My mom's had symptoms of FM since she was in high school, but wasn't diagnosed until she was 50. She's never had a crash either. Her energy has always been pretty good despite her constant battle with pain.

My grandfather was 'sickly' from the time he was an infant. He had terrible allergies and chemical sensitivities and difficulty holding down a full time job because he just never felt well. Because of this my grandmother worked outside the home from the time my mom and her siblings were little. Although I suspect she would have done so anyway because she was the most driven and hardest working person I've ever known.
 
Messages
11
Christopher,
Be sure to get a regular colon scope. I lost my husband from colon cancer ten years ago, he was only 36. I blame this virus on it. My son also has CFS, he is 17. I had him check for colon cancer when he was 15 and polops were found and removed. The doctor said we saved his life. I had to fight to get a doctor to give him one so young. They said he could get one ten years before his fathers was found. Which my son would be 24, he would have been dead from cancer if I had listened. Knowing you don't go by the "rules" with this illness "CFS", I knew to fight and the fighting is just begining.
Get checked!
 

antares4141

Senior Member
Messages
576
Location
Truth or consequences, nm
I should probably get one, ever since cfs onset 14 years ago I get these really sharp pains in the area of the colon. They last about 7 or 8 minutes and they are intense on the level of being kicked in the groan. But than they go away completely. They happen about 6 times a year I should keep track of it cause it's so strange. Lately I get woken up from a dead sleep with this pain it last's 7 minutes than I fall back to sleep. I don't have health ins and living off of savings still so I'm just going to have to take my chances till I am broke and can get insurance at a reasonable rate. Interesting link here states in the article that 5% of blood recipients go on to contract cfs.

## DATA BLOCK
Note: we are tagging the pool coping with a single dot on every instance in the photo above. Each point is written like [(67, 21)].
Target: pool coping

## EXERCISE REQUIREMENTS
In the forum thread, how long does antares4141 say the sharp pains in the colon area last?

## SOLUTION TO THE EXERCISE
About 7 or 8 minutes.